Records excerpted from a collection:
============================================================

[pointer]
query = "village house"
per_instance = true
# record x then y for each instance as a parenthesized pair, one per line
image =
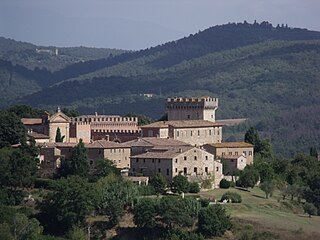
(193, 162)
(194, 132)
(51, 154)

============================================================

» **TASK DESCRIPTION**
Repeat each line of the records exactly, dropping the pictures.

» **ANSWER SPACE**
[pointer]
query = "village house"
per_instance = true
# record x then y for each instance as a parenthesized pair, one per line
image =
(193, 162)
(194, 132)
(51, 154)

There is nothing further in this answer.